## Work to do
In the data below, rewrite everything from the line containing "Reviewer note: every instance of the clustered" down to the line containing "(390, 1049)", changing "clustered column" to "grouped pier" and leaving all else the same.

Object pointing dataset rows

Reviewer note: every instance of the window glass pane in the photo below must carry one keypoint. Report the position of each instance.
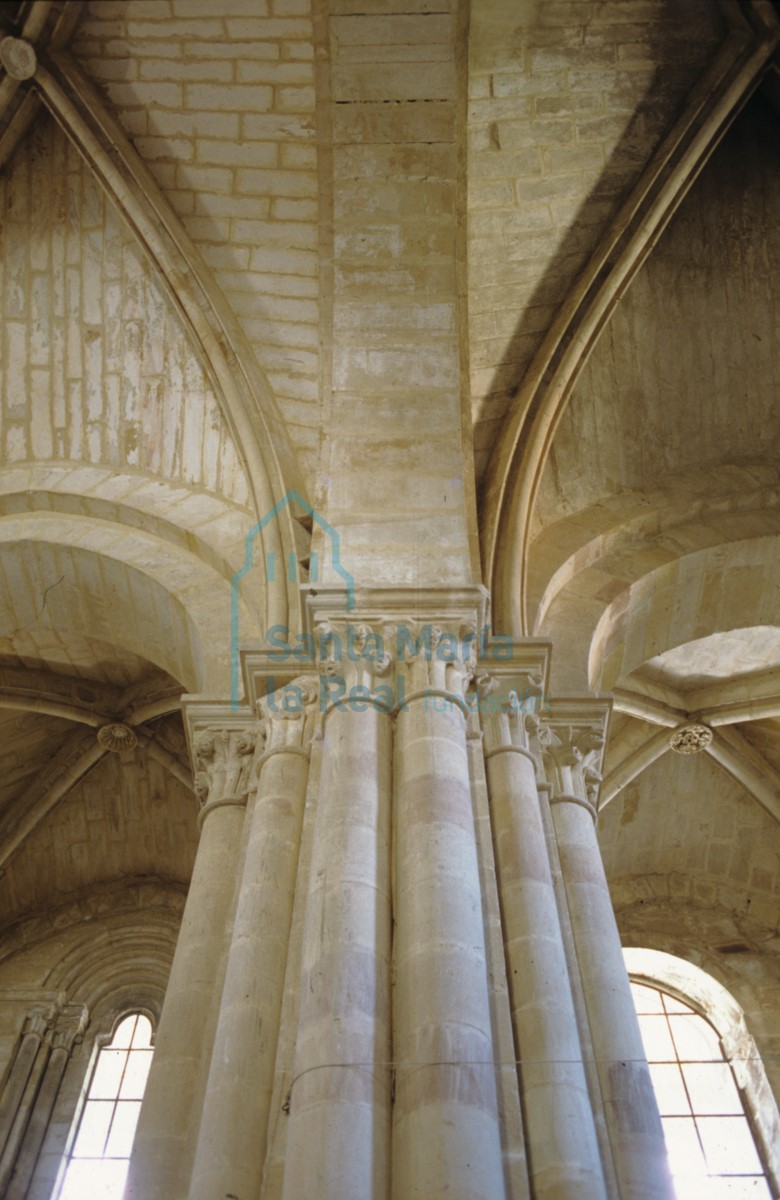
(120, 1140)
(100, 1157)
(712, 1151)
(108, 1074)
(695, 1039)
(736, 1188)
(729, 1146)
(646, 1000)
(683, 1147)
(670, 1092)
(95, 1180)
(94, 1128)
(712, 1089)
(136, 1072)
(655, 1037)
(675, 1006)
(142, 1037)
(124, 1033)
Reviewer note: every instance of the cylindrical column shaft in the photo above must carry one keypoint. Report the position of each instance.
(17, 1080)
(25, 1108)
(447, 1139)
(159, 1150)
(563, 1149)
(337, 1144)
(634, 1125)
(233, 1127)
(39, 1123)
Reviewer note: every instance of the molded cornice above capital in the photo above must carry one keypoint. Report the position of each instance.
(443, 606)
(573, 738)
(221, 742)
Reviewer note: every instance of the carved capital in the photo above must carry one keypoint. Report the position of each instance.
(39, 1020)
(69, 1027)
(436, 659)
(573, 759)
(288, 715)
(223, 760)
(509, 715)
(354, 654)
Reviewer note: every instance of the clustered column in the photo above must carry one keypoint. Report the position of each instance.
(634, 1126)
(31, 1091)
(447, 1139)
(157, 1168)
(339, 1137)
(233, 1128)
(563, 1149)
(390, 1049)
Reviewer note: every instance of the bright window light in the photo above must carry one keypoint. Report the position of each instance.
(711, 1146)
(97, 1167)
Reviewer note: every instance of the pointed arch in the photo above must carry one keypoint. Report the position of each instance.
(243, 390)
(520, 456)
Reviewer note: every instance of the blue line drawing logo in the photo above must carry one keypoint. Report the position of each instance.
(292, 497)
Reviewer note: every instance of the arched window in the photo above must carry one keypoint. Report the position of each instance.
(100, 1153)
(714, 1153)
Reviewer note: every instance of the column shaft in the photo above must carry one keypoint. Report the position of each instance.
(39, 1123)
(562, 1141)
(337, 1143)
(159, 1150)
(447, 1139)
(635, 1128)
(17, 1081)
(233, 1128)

==

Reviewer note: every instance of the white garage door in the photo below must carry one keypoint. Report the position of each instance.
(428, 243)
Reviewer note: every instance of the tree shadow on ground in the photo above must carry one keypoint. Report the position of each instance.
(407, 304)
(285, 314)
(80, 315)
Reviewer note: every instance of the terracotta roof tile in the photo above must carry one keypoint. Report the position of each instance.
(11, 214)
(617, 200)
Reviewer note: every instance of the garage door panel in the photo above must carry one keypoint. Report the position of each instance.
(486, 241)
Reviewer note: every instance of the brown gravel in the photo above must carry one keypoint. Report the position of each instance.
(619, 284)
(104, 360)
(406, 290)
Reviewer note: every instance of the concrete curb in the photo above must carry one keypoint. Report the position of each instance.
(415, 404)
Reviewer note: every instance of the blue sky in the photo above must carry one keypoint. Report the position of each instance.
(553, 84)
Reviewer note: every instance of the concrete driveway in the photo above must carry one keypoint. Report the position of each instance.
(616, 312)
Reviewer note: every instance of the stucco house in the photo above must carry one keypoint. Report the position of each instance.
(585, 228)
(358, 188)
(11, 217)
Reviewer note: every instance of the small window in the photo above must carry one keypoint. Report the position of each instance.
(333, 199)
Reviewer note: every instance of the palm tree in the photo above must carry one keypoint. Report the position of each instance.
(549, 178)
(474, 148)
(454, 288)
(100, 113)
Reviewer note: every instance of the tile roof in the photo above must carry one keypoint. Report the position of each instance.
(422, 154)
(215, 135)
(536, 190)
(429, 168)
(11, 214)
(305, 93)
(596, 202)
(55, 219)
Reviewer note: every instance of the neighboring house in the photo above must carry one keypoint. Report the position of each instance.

## Answer to this problem
Reviewer note: every instance of the grouped pier in the photo above must carry one keypoint. Report the position of each instance.
(634, 1126)
(31, 1091)
(447, 1139)
(157, 1168)
(339, 1137)
(233, 1128)
(563, 1149)
(390, 1049)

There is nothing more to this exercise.